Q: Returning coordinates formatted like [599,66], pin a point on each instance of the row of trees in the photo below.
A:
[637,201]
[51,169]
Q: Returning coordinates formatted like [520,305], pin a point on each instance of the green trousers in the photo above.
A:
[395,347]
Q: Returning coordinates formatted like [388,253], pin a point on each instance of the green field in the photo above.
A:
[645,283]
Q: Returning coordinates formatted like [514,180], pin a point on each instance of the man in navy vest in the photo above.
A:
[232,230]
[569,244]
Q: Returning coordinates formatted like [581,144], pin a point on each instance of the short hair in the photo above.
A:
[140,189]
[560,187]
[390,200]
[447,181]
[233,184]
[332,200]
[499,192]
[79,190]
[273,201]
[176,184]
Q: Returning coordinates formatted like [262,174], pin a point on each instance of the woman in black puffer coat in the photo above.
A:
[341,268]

○ ○ ○ ○ ○ ○ ○

- **Work task**: Reproduce all the records shown above, unchanged.

- **Response to this task**:
Q: Returning coordinates formatted like [599,66], pin a point on each instance of the row of trees in the photo below.
A:
[637,201]
[51,169]
Q: Returning coordinates formatted like [520,305], pin a point on each instance of the green trousers in the photo above.
A:
[395,347]
Q: Returning coordinates formatted like [388,253], pin a point on each instance of the green field in the photo above.
A:
[645,283]
Q: Returning coordinates formatted like [514,180], pin a point on each instance of the man in navy vest in the photo above.
A:
[232,230]
[569,244]
Q: Returning coordinates formatted like [581,144], pin a point on each instance of the short hair in the photo above.
A:
[140,189]
[560,187]
[390,200]
[447,181]
[233,184]
[332,200]
[499,192]
[79,190]
[273,201]
[176,184]
Q: Returning coordinates formatted like [262,174], pin a point on each instance of the woman in black puffer coat in the photo above.
A:
[341,268]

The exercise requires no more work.